Excerpt.
------

One random day, Abdullah fell sick and was admitted at the school's hospital. I went there with his favorite snacks to cheer him up. Soon after I left, as narrated by him -- a couple of other friends of his walked in and they all thought of watching a movie on the hospital's common room. It was late at night by then and the common room was closed. So being the rowdy kids that we all were, he and his friends ended up picking the lock to the common room and sneaked inside, without alerting the hospital attendant. Once inside, Abdullah carefully pulled out a USB that had an SRK movie downloaded into it and plugged it in. Now, here I must inform you all that keeping an unregistered USB drive was a big illegal offence in our school, and could lead you to get fined for more than 20,000 ruppees. Halfway through the movie, the warden got suspicious and tried to barge into the common room. Upon realising that all of these boys, including Abdullah tried escaping from the room's windows, which they did succeed with. Only at that moment, Abdullah realised that his USB with most of his personal identification data had been left plugged into the TV. He hurriedly came back inside, and tried pulling it out but the drive didn't budge and got stuck. Abdullah came from a lower-middle class family, he couldn't risk slapping his parents with a 20K fine when they were already living hand to mouth and he was on a full merit scholarship. So he did the unthinkable, he took the whole TV and threw it outside the door in the garbage dump and escaped.


Long story short, CCTV cameras caught the whole ordeal and all of those boys, including Abdullah, were expelled overnight.


This event shifted something inside Abdullah. While we still kept in touch after he moved on and left, I could tell that he had a burning resentment against the system that hadn't empathised with his condition and made life hell for him. His parents, since they couldn't afford good schooling, sent him to work a menial job in Dubai. He was so disheartened and depressed that he left after a year and came back to join a madrassah and a masjid as a Qari and Imam. Less than a year later, he was dead.

------

Task set.
[1] Answer these questions about the story of Abdullah:
(a) What had been downloaded onto the USB drive Abdullah plugged into the TV?
(b) What penalty could keeping an unregistered USB drive bring at the school?
(c) What roles did Abdullah take after coming back from Dubai?
[2] Write the next part of the story about Abdullah, starting after its final sentence.
The listing comes from a separate source.

(Stored data)
------

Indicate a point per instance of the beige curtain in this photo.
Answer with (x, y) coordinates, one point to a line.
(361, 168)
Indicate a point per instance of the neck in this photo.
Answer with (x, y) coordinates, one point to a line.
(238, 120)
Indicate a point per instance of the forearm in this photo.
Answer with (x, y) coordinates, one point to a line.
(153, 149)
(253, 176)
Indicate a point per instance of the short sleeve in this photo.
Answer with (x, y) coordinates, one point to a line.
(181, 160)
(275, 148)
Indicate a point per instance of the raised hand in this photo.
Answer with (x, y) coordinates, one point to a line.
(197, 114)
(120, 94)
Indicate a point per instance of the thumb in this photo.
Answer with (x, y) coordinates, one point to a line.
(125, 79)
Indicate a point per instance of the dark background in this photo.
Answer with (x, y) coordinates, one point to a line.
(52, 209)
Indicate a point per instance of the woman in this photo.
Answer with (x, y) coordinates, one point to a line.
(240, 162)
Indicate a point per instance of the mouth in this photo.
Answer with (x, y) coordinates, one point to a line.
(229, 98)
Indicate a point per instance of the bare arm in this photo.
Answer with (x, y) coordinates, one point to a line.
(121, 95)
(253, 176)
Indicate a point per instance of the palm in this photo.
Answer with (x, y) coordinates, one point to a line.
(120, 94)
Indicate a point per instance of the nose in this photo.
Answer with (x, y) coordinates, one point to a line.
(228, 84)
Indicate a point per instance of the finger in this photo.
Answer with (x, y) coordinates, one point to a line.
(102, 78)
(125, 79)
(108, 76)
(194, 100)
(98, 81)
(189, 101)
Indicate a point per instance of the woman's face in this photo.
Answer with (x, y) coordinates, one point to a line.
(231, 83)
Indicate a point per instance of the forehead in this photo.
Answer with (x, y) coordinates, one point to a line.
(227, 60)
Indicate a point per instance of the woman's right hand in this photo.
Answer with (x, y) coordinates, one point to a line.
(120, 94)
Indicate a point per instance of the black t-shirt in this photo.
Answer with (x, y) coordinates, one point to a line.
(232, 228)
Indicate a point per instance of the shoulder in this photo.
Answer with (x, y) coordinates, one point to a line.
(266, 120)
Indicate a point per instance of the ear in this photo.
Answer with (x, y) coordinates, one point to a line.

------

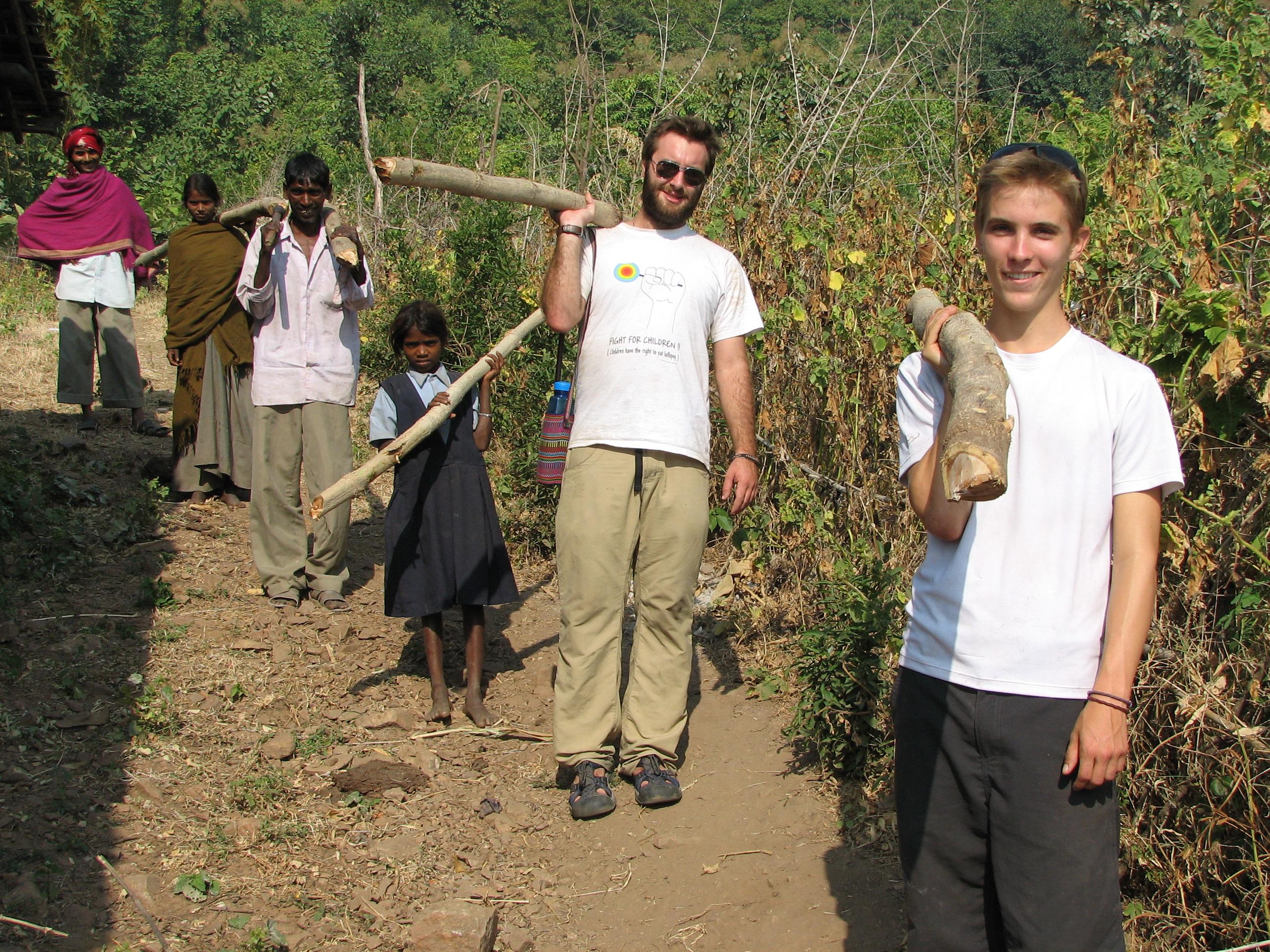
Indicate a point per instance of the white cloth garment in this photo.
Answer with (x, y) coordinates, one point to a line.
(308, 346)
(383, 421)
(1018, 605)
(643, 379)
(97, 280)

------

Responses for each task.
[1]
(a) An SRK movie.
(b) A fine of more than 20,000 rupees.
(c) He joined a madrassah and a masjid as a Qari and Imam.

[2]
His resentment for his own actions, for the schooling system that he had given so much to and yet still had failed him, made him remorseful and most importantly, guilty, to no return. In his efforts to disappear and channel that rage, he got recruited into ISIS and was killed during the Western Ninevah offensive in Mosul, Iraq in 2017.


I often think about him -- searching for answers, for why he did what he did. And what could have been done better so that he could have been alive today, still sharing snippets of his favorite Mumtaz Mufti or Bano Qudsia quotes with me.


Most of the people who know him, blame him only for his actions. And perhaps maybe even rightly so. He chose to take the path he did, himself after all. I could come up and talk about how the school, knowing his background could have chosen to act differently and shown some compassion. But bygones are bygones, especially when it's someone's personal life. But if anything, what this reminds me of, at least right now, is how much of a lifeline a form of community in schooling can be. We shape our ambitions, our ideologies, our support-systems, accordingly. Once Abdullah was deprived of that community, he lost direction. In a world where he was already struggling to survive and curate a good future for himself, There's the question of education within conflict, but there's also the very important question of education as orientation to work for non-conflict. Abdullah is the story of many. And there's all the more need that we take actions that it never happens again, be it even looking at the most trivial of triggering incidents.